▸ **Assignment**
Could you give back every record below exactly, leaving out the pictures?
[[ Exercise material open ]]
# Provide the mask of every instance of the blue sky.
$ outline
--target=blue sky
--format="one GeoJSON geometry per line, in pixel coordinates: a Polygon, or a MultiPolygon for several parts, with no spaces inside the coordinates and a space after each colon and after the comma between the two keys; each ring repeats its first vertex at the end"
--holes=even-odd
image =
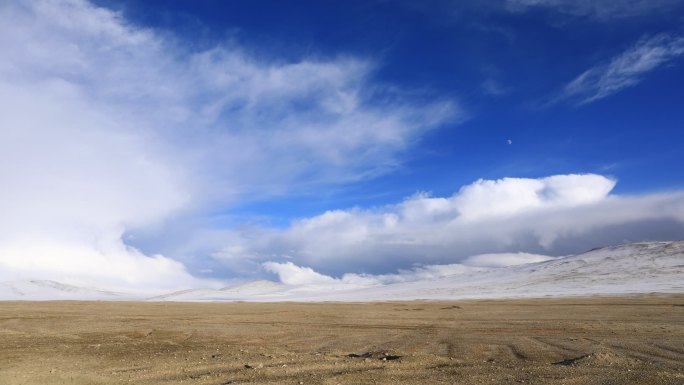
{"type": "MultiPolygon", "coordinates": [[[[608,173],[620,179],[616,191],[623,193],[682,187],[684,171],[670,167],[684,157],[678,54],[599,100],[558,100],[580,74],[640,39],[681,36],[681,2],[656,1],[635,14],[600,16],[581,5],[576,12],[560,5],[511,10],[495,1],[101,3],[196,47],[236,41],[276,61],[362,57],[376,65],[374,82],[462,105],[466,120],[446,121],[422,136],[402,154],[399,169],[331,189],[331,198],[315,202],[308,214],[338,208],[340,199],[348,199],[347,206],[385,204],[416,190],[449,194],[478,178],[513,175],[608,173]]],[[[597,3],[600,9],[608,2],[597,3]]],[[[306,204],[285,216],[307,210],[306,204]]],[[[265,214],[278,212],[269,207],[265,214]]]]}
{"type": "Polygon", "coordinates": [[[606,18],[542,6],[511,12],[496,2],[125,4],[118,9],[133,20],[200,45],[236,40],[276,60],[362,56],[376,63],[374,80],[425,99],[458,100],[465,109],[464,122],[445,122],[421,137],[392,172],[327,187],[316,199],[304,192],[231,213],[287,224],[324,210],[393,203],[416,191],[448,195],[479,178],[507,176],[607,174],[620,179],[622,193],[682,187],[684,171],[667,166],[684,164],[678,129],[684,83],[677,81],[684,71],[676,60],[596,102],[555,101],[579,74],[639,39],[681,34],[682,4],[606,18]]]}
{"type": "Polygon", "coordinates": [[[5,276],[383,274],[684,234],[682,1],[36,0],[0,20],[5,276]]]}

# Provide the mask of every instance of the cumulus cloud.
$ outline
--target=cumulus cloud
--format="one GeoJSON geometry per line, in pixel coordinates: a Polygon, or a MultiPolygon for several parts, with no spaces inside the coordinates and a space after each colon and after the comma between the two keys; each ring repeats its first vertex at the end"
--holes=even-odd
{"type": "Polygon", "coordinates": [[[75,286],[134,290],[138,294],[222,286],[218,280],[192,276],[180,262],[161,255],[143,255],[118,239],[106,244],[100,240],[99,246],[45,238],[38,243],[4,244],[0,281],[50,279],[75,286]]]}
{"type": "Polygon", "coordinates": [[[463,117],[377,84],[372,60],[197,51],[85,0],[2,2],[0,46],[0,270],[17,279],[189,282],[123,234],[378,175],[463,117]]]}
{"type": "Polygon", "coordinates": [[[245,229],[215,257],[228,264],[288,261],[342,277],[415,263],[495,267],[681,238],[684,193],[619,196],[610,193],[615,183],[594,174],[479,180],[449,197],[420,193],[374,209],[328,211],[285,229],[245,229]]]}
{"type": "Polygon", "coordinates": [[[641,82],[658,67],[684,55],[684,37],[659,34],[640,39],[610,62],[583,72],[563,89],[561,99],[586,104],[641,82]]]}

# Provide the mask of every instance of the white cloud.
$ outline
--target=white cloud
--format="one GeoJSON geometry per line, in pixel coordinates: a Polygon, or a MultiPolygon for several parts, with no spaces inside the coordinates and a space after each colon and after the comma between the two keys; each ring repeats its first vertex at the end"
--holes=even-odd
{"type": "Polygon", "coordinates": [[[610,62],[588,69],[565,86],[561,99],[579,104],[603,99],[641,82],[644,75],[684,55],[684,37],[659,34],[639,40],[610,62]]]}
{"type": "Polygon", "coordinates": [[[568,16],[590,17],[597,20],[623,19],[651,12],[666,11],[681,4],[680,0],[506,0],[514,12],[529,9],[551,9],[568,16]]]}
{"type": "MultiPolygon", "coordinates": [[[[653,49],[643,60],[616,59],[627,70],[607,79],[680,54],[681,40],[662,39],[645,43],[653,49]]],[[[427,130],[464,118],[453,101],[393,94],[364,58],[257,59],[235,44],[197,52],[83,0],[2,2],[0,46],[2,280],[215,285],[123,234],[378,175],[427,130]]],[[[377,284],[681,234],[682,193],[621,197],[610,195],[614,184],[598,175],[481,180],[450,197],[335,210],[282,230],[210,226],[206,239],[220,240],[216,259],[242,274],[263,266],[293,284],[377,284]]]]}
{"type": "MultiPolygon", "coordinates": [[[[510,216],[543,207],[572,207],[606,197],[615,181],[600,175],[556,175],[543,179],[478,180],[452,197],[460,218],[510,216]]],[[[415,204],[415,202],[409,202],[415,204]]]]}
{"type": "Polygon", "coordinates": [[[2,2],[0,46],[0,270],[13,278],[188,282],[122,234],[386,172],[463,117],[392,94],[363,58],[197,52],[84,0],[2,2]]]}
{"type": "Polygon", "coordinates": [[[500,266],[681,237],[684,193],[618,196],[610,194],[614,185],[592,174],[479,180],[450,197],[421,193],[386,207],[328,211],[282,230],[238,231],[232,249],[215,257],[228,264],[287,260],[342,276],[415,263],[500,266]]]}
{"type": "Polygon", "coordinates": [[[65,284],[135,290],[158,294],[188,287],[221,287],[221,282],[193,277],[180,262],[161,255],[146,256],[118,238],[98,245],[40,238],[39,242],[5,242],[0,281],[50,279],[65,284]]]}

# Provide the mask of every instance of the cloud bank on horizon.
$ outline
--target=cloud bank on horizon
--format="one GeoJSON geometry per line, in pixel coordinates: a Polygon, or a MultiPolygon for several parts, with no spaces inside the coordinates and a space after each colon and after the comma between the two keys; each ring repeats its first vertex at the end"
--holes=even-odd
{"type": "MultiPolygon", "coordinates": [[[[568,84],[566,97],[588,103],[635,85],[681,45],[642,39],[568,84]]],[[[616,179],[571,171],[336,203],[280,227],[216,225],[206,218],[241,205],[284,206],[391,175],[421,138],[473,114],[454,95],[378,80],[377,58],[198,49],[85,0],[3,2],[0,47],[0,281],[172,290],[277,274],[386,284],[684,234],[684,192],[614,194],[616,179]],[[183,255],[136,247],[150,233],[165,242],[169,223],[193,234],[167,240],[183,255]],[[219,264],[225,276],[200,278],[190,263],[219,264]]]]}
{"type": "Polygon", "coordinates": [[[450,197],[422,193],[381,208],[328,211],[284,230],[246,229],[216,257],[246,271],[268,261],[283,282],[313,282],[294,265],[338,276],[350,266],[410,271],[416,262],[501,267],[638,241],[646,232],[682,234],[684,192],[623,197],[610,194],[614,185],[592,174],[479,180],[450,197]],[[517,250],[533,254],[510,253],[517,250]]]}

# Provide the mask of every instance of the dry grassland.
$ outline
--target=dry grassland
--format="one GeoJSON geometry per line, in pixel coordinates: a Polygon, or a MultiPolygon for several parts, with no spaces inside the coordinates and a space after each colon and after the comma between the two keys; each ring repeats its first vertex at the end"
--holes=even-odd
{"type": "Polygon", "coordinates": [[[0,384],[684,384],[684,296],[0,302],[0,384]]]}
[[ Exercise material closed ]]
▸ **The answer**
# Provide the mask of every instance of the blue sky.
$ outline
--target=blue sky
--format="one GeoJSON geometry per line, in pixel coordinates: a Polygon, or a MultiPolygon for several parts, with no spaces inside the coordinates and a space after each colon and after the comma between the two keys; each ring repeats its first vertex at the end"
--holes=even-odd
image =
{"type": "MultiPolygon", "coordinates": [[[[608,173],[620,179],[616,191],[623,193],[682,187],[684,171],[670,167],[684,157],[678,54],[599,100],[558,100],[580,74],[640,39],[681,36],[681,2],[656,1],[635,14],[600,16],[581,5],[576,12],[560,5],[511,10],[495,1],[101,3],[196,47],[236,41],[276,61],[362,57],[376,65],[374,82],[462,105],[466,120],[446,121],[422,136],[402,154],[399,169],[331,189],[331,198],[315,202],[308,214],[338,208],[340,199],[348,199],[347,206],[385,204],[416,190],[449,194],[478,178],[513,175],[608,173]]],[[[597,3],[600,9],[608,2],[597,3]]],[[[306,204],[285,216],[307,210],[306,204]]],[[[265,214],[278,212],[269,207],[265,214]]]]}
{"type": "Polygon", "coordinates": [[[606,18],[542,6],[511,12],[496,2],[125,4],[118,9],[133,20],[200,45],[236,40],[276,60],[362,56],[376,63],[374,80],[425,99],[458,100],[465,109],[464,122],[445,122],[421,137],[392,172],[327,187],[316,199],[304,192],[231,213],[287,224],[324,210],[393,203],[416,191],[448,195],[479,178],[507,176],[607,174],[620,179],[622,193],[682,187],[684,171],[667,166],[684,164],[678,129],[684,83],[677,81],[684,71],[676,60],[596,102],[555,101],[579,74],[639,39],[681,34],[682,4],[606,18]]]}
{"type": "Polygon", "coordinates": [[[5,276],[383,274],[684,234],[682,1],[36,0],[0,20],[5,276]]]}

# Provide the mask of every instance of the cumulus cloud.
$ outline
--target=cumulus cloud
--format="one GeoJSON geometry per line, in pixel coordinates: a Polygon, or a MultiPolygon for several parts, with no spaces inside the coordinates and a space after each colon and after the comma between the two keys; each ring repeats its first vertex at the end"
--holes=even-odd
{"type": "Polygon", "coordinates": [[[75,286],[134,290],[138,294],[222,286],[218,280],[192,276],[180,262],[161,255],[143,255],[118,239],[106,244],[100,240],[99,246],[45,238],[38,243],[4,244],[0,281],[50,279],[75,286]]]}
{"type": "Polygon", "coordinates": [[[463,117],[377,84],[372,60],[197,51],[85,0],[2,2],[0,46],[0,270],[17,279],[189,282],[123,234],[378,175],[463,117]]]}
{"type": "Polygon", "coordinates": [[[245,229],[215,257],[228,264],[288,261],[342,277],[415,263],[495,267],[681,238],[684,193],[619,196],[610,193],[615,183],[594,174],[479,180],[449,197],[420,193],[374,209],[328,211],[285,229],[245,229]]]}
{"type": "Polygon", "coordinates": [[[641,82],[658,67],[684,55],[684,37],[659,34],[640,39],[610,62],[583,72],[563,89],[561,99],[586,104],[641,82]]]}

# Provide the mask of every instance of the white cloud.
$ outline
--target=white cloud
--format="one GeoJSON geometry per line, in pixel coordinates: a Polygon, or a MultiPolygon for several parts, with no spaces inside the coordinates and a space after each colon and after the comma between the two keys; each ring repeats its first vertex at the end"
--holes=even-odd
{"type": "Polygon", "coordinates": [[[610,62],[588,69],[565,86],[561,99],[579,104],[603,99],[641,82],[644,75],[684,55],[684,37],[659,34],[639,40],[610,62]]]}
{"type": "Polygon", "coordinates": [[[568,16],[590,17],[597,20],[623,19],[651,12],[666,11],[681,4],[680,0],[506,0],[514,12],[529,9],[551,9],[568,16]]]}
{"type": "MultiPolygon", "coordinates": [[[[653,49],[643,60],[616,59],[627,70],[607,79],[680,54],[681,40],[662,39],[645,43],[653,49]]],[[[427,130],[464,118],[453,101],[393,94],[364,58],[257,59],[235,44],[197,52],[83,0],[2,2],[0,46],[2,280],[215,285],[123,234],[378,175],[427,130]]],[[[377,284],[681,234],[682,193],[621,197],[610,195],[614,184],[598,175],[481,180],[450,197],[335,210],[282,230],[210,226],[206,239],[220,240],[216,259],[242,274],[263,266],[293,284],[377,284]]]]}
{"type": "MultiPolygon", "coordinates": [[[[510,216],[543,207],[572,207],[606,197],[615,181],[600,175],[556,175],[543,179],[478,180],[452,197],[460,218],[510,216]]],[[[415,204],[415,202],[409,202],[415,204]]]]}
{"type": "Polygon", "coordinates": [[[2,2],[0,46],[0,270],[13,278],[188,282],[122,234],[386,172],[463,117],[392,94],[363,58],[197,52],[84,0],[2,2]]]}
{"type": "Polygon", "coordinates": [[[500,266],[681,237],[684,193],[618,196],[610,194],[614,185],[592,174],[479,180],[450,197],[421,193],[386,207],[328,211],[282,230],[238,231],[232,249],[215,257],[228,264],[287,260],[342,276],[415,263],[500,266]]]}
{"type": "Polygon", "coordinates": [[[65,284],[135,290],[158,294],[188,287],[221,287],[221,282],[193,277],[180,262],[161,255],[146,256],[118,238],[98,245],[40,238],[39,242],[5,242],[0,281],[50,279],[65,284]]]}

# Provide the mask of every instance of the cloud bank on horizon.
$ outline
--target=cloud bank on horizon
--format="one GeoJSON geometry per line, in pixel coordinates: a Polygon, or a MultiPolygon for several parts, with no spaces inside the coordinates and a space after each colon and after the comma between the two keys; each ring repeats its first vertex at the end"
--holes=even-odd
{"type": "MultiPolygon", "coordinates": [[[[568,84],[566,97],[588,103],[635,85],[681,45],[642,39],[568,84]]],[[[616,179],[571,171],[336,203],[280,227],[216,225],[206,218],[241,205],[284,206],[391,175],[421,138],[473,114],[454,95],[378,80],[377,58],[198,49],[85,0],[3,2],[0,47],[0,281],[172,290],[277,274],[386,284],[684,234],[684,192],[614,194],[616,179]],[[183,255],[136,247],[150,233],[165,242],[169,223],[193,234],[167,240],[183,255]],[[219,264],[225,276],[200,278],[190,263],[219,264]]]]}
{"type": "Polygon", "coordinates": [[[450,197],[422,193],[381,208],[328,211],[284,230],[246,229],[216,257],[246,271],[268,261],[283,282],[313,282],[294,265],[338,276],[350,266],[410,271],[416,262],[501,267],[638,241],[646,232],[682,234],[684,192],[623,197],[610,194],[614,185],[592,174],[479,180],[450,197]],[[517,250],[533,254],[510,253],[517,250]]]}

# Provide the mask of every instance of the dry grassland.
$ outline
--target=dry grassland
--format="one GeoJSON geometry per line, in pixel coordinates: a Polygon, or a MultiPolygon for several parts, with no spaces inside the coordinates and a space after each colon and after the comma between the two keys; each ring repeats its first vertex at the end"
--holes=even-odd
{"type": "Polygon", "coordinates": [[[0,384],[684,384],[684,296],[0,302],[0,384]]]}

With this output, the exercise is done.